*** Exercise materials

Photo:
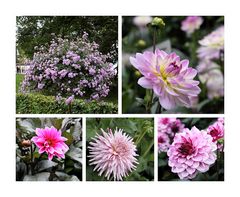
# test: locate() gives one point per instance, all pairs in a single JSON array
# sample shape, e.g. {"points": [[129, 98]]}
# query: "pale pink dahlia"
{"points": [[171, 79], [163, 142], [212, 45], [113, 154], [49, 140], [191, 152], [216, 130], [191, 23], [171, 126]]}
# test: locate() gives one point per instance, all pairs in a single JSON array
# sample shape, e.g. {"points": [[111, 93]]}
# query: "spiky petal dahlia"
{"points": [[171, 79], [113, 154], [49, 140], [191, 152]]}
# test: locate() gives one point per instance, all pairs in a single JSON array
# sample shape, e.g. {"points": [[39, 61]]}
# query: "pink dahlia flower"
{"points": [[191, 152], [171, 126], [212, 45], [171, 79], [216, 130], [113, 154], [191, 23], [163, 142], [209, 73], [49, 140]]}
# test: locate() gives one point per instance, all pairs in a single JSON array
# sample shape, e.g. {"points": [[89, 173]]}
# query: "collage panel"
{"points": [[190, 149], [173, 64], [66, 65], [48, 149], [120, 149]]}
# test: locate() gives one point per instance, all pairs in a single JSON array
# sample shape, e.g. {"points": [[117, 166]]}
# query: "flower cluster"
{"points": [[191, 23], [170, 78], [167, 128], [113, 154], [49, 140], [191, 152], [212, 48], [70, 68]]}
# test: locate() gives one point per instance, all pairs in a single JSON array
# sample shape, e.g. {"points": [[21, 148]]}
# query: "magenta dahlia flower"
{"points": [[171, 79], [216, 130], [49, 140], [191, 152], [113, 154], [212, 45], [191, 23]]}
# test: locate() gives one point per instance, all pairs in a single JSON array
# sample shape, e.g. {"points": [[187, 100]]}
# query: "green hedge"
{"points": [[40, 104]]}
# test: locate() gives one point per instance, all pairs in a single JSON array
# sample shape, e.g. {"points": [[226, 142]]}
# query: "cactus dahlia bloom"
{"points": [[170, 78], [49, 140], [191, 152], [113, 154]]}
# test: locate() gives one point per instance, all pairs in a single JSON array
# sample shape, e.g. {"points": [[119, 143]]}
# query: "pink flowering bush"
{"points": [[70, 69], [48, 149], [193, 151]]}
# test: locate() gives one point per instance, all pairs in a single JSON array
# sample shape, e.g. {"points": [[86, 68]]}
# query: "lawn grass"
{"points": [[19, 79], [112, 96]]}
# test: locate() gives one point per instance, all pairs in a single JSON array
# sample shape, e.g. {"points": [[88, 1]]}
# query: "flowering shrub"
{"points": [[48, 149], [124, 154], [113, 153], [70, 69], [191, 152]]}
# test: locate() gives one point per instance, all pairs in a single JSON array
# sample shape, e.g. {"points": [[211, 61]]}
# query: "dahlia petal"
{"points": [[167, 101], [190, 170], [184, 64], [145, 83]]}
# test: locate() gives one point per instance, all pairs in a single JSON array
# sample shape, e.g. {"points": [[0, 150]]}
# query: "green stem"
{"points": [[193, 48], [217, 162], [148, 149], [154, 39], [149, 98], [140, 137]]}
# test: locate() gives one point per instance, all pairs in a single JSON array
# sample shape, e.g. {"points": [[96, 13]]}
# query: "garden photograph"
{"points": [[173, 64], [66, 64], [48, 149], [120, 149], [190, 149]]}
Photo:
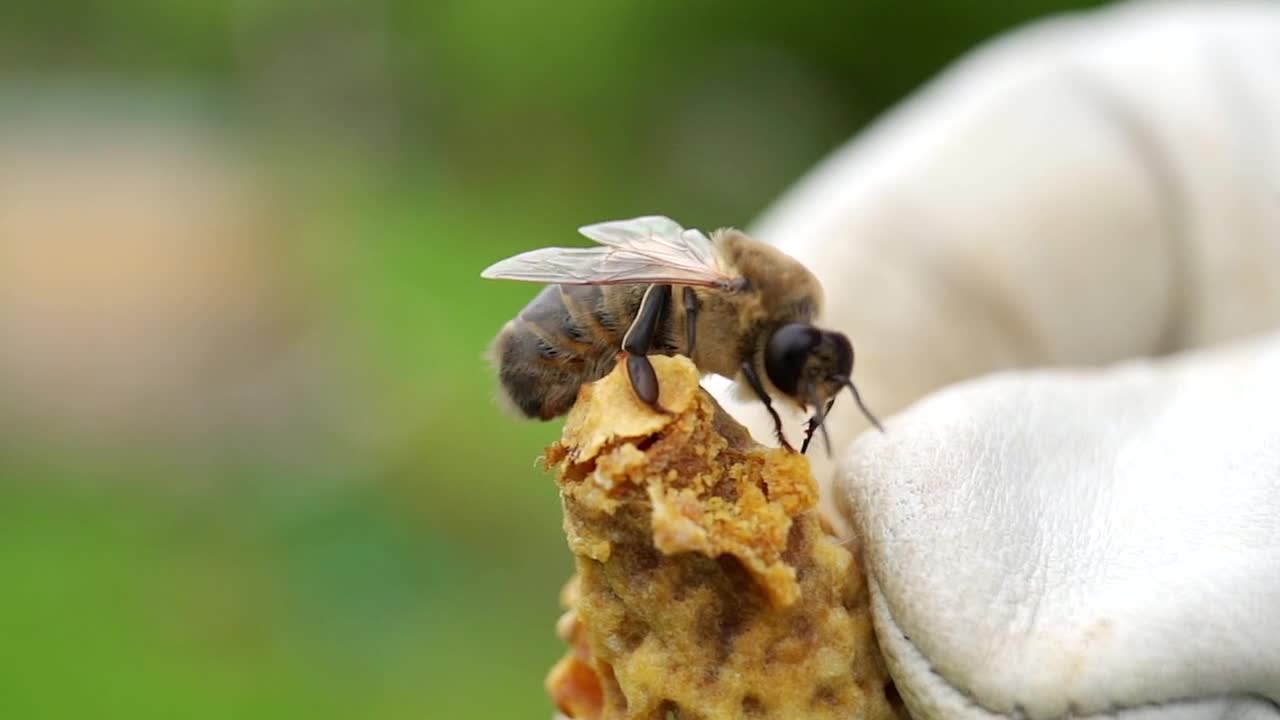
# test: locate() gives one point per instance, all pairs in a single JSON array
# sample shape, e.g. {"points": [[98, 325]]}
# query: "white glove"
{"points": [[1093, 542]]}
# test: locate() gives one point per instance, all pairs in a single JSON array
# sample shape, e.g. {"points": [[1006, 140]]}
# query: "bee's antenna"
{"points": [[858, 399], [818, 422]]}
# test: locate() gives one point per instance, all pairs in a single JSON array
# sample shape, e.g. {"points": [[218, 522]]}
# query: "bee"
{"points": [[734, 305]]}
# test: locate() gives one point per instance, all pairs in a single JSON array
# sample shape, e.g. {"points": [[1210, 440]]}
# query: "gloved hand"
{"points": [[1089, 192]]}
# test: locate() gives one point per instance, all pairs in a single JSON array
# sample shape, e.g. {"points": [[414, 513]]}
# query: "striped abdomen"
{"points": [[568, 336]]}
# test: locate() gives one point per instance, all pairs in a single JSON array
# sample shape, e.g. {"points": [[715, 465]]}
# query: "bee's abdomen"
{"points": [[551, 349]]}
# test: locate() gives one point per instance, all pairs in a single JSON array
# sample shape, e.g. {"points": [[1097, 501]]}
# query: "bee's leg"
{"points": [[754, 381], [813, 427], [639, 340], [690, 318]]}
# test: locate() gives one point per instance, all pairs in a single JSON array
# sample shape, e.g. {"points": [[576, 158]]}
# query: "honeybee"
{"points": [[743, 310]]}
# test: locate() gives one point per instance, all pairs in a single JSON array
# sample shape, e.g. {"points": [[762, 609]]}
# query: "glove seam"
{"points": [[885, 621]]}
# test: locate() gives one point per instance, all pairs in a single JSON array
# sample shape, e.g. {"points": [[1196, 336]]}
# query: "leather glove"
{"points": [[1100, 540]]}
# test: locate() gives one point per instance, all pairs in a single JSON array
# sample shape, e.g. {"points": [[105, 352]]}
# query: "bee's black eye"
{"points": [[787, 352]]}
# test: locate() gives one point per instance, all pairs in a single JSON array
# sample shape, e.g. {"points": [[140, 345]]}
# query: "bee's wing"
{"points": [[641, 250]]}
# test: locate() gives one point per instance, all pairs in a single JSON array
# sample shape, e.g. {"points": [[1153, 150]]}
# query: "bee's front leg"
{"points": [[754, 381], [639, 340]]}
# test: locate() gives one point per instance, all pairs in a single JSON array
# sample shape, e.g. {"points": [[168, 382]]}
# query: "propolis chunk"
{"points": [[707, 584]]}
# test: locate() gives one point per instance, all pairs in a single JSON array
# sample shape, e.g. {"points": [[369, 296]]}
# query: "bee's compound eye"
{"points": [[787, 352]]}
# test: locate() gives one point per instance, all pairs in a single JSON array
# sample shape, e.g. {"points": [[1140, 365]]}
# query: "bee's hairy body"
{"points": [[571, 335]]}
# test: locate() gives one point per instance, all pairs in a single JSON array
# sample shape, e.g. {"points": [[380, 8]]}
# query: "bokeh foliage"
{"points": [[415, 142]]}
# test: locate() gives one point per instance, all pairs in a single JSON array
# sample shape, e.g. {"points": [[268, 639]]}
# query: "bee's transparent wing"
{"points": [[641, 250]]}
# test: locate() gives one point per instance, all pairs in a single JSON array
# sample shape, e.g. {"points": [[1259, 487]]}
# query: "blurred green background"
{"points": [[250, 463]]}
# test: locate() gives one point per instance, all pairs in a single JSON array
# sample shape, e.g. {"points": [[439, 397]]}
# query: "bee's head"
{"points": [[812, 367]]}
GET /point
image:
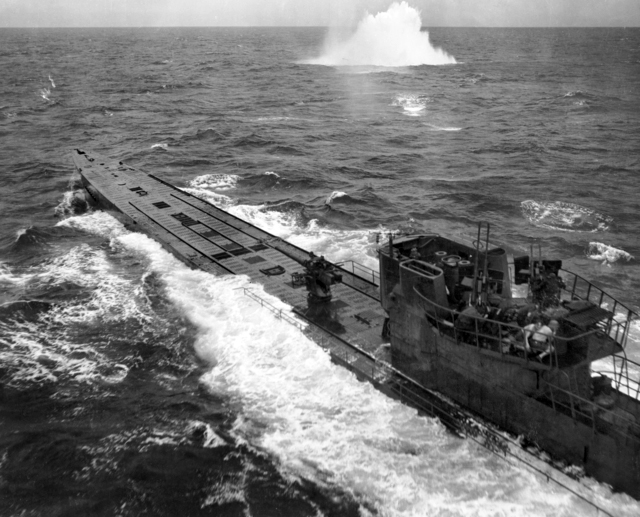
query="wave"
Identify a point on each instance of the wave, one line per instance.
(433, 127)
(412, 105)
(557, 215)
(608, 254)
(215, 181)
(319, 422)
(333, 196)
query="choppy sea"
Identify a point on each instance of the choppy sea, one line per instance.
(131, 385)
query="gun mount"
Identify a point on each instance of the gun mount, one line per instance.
(319, 276)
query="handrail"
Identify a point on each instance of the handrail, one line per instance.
(486, 333)
(372, 275)
(579, 288)
(432, 403)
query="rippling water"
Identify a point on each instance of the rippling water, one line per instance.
(131, 384)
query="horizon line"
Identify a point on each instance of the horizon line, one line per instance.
(315, 27)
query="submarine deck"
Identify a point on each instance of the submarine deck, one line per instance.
(208, 238)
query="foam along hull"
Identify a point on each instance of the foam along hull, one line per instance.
(349, 327)
(208, 238)
(551, 403)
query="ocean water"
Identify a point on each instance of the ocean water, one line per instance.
(132, 385)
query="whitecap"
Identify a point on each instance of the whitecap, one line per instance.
(438, 128)
(569, 217)
(45, 93)
(215, 181)
(334, 195)
(412, 105)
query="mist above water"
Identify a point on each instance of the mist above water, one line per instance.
(392, 38)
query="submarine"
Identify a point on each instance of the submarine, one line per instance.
(500, 348)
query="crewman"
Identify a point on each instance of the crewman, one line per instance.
(537, 337)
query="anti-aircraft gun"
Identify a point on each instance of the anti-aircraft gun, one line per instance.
(319, 276)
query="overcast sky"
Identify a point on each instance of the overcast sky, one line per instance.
(157, 13)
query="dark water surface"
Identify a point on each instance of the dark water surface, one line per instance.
(130, 385)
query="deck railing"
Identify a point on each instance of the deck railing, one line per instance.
(504, 339)
(361, 271)
(396, 384)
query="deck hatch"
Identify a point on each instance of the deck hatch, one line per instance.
(232, 246)
(184, 219)
(273, 271)
(239, 251)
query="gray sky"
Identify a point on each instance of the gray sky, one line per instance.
(157, 13)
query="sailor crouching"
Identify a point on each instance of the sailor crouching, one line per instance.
(538, 338)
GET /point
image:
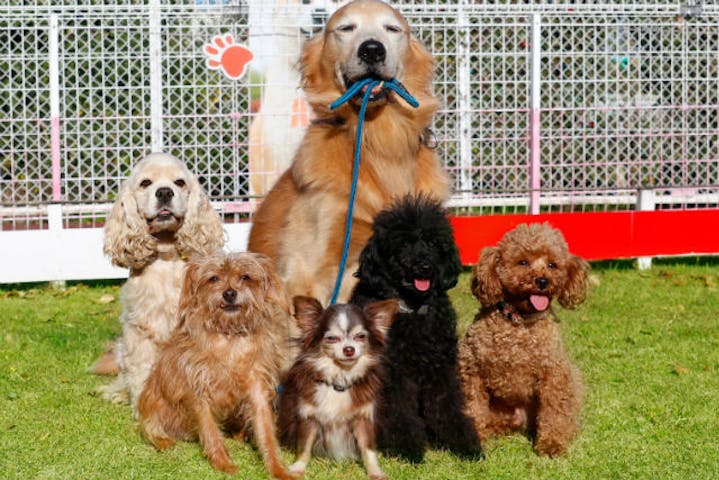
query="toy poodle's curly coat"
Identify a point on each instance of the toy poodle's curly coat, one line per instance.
(412, 257)
(515, 373)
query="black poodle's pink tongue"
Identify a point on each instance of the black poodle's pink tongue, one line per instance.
(422, 284)
(539, 302)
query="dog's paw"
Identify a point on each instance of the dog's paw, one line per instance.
(298, 468)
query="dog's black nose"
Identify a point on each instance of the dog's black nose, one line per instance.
(541, 282)
(371, 52)
(229, 296)
(164, 194)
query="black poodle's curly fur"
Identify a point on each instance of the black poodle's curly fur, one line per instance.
(421, 401)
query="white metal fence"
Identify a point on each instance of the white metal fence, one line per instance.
(623, 98)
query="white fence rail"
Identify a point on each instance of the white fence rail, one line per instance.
(547, 107)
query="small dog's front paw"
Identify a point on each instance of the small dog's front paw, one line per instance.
(549, 448)
(223, 465)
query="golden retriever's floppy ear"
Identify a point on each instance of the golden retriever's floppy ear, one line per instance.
(419, 68)
(307, 311)
(128, 242)
(575, 288)
(201, 231)
(486, 285)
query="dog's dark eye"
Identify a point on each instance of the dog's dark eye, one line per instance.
(346, 28)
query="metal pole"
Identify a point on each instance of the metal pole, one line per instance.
(464, 104)
(54, 72)
(535, 181)
(155, 28)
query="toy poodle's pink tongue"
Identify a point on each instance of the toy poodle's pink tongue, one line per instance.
(539, 302)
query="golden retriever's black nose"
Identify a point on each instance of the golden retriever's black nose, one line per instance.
(164, 194)
(371, 52)
(229, 296)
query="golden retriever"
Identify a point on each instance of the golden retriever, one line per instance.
(301, 222)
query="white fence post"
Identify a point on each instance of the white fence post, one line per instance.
(464, 103)
(155, 28)
(645, 202)
(535, 180)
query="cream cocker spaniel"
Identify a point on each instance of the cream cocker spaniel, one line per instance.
(160, 217)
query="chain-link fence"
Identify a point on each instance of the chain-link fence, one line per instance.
(546, 107)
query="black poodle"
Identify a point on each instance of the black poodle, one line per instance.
(412, 257)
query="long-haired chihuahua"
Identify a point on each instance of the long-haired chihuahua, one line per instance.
(220, 368)
(328, 403)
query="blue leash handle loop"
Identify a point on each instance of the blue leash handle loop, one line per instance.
(371, 83)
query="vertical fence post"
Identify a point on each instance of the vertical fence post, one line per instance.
(54, 73)
(464, 103)
(155, 29)
(535, 80)
(645, 202)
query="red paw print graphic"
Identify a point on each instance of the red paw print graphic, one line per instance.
(230, 57)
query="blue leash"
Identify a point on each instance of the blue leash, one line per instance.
(395, 86)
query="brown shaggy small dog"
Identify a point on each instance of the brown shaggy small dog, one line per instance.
(220, 367)
(515, 373)
(301, 222)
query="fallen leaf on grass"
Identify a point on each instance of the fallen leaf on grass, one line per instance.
(105, 299)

******

Task brief ▸ Write out, exactly as given, the line containing "Identify a point on each instance of the blue leash handle" and every line after it to the end of the records. Include nothing else.

Response to the exercise ▸
Identify a point on each instance of the blue leash handle loop, one line per instance.
(371, 83)
query="vertical fence post"
Identify a point on each instance of the vertical fence post, one line per instance.
(54, 73)
(464, 103)
(155, 29)
(535, 80)
(645, 202)
query="red paw print graphic"
Identify a point on each instance of the red paw print graphic, one line per instance.
(230, 57)
query="blue leash"
Identify a point on each instance of the blue leash, one line per instance.
(395, 86)
query="brown shaggy small dog"
Identify a point on each instance of the brown shaggy small dog, one line per instance.
(220, 367)
(515, 373)
(301, 222)
query="fallen leaf on grass"
Identify a point on each instance of the fallen leaf on grass, one line per instance.
(105, 299)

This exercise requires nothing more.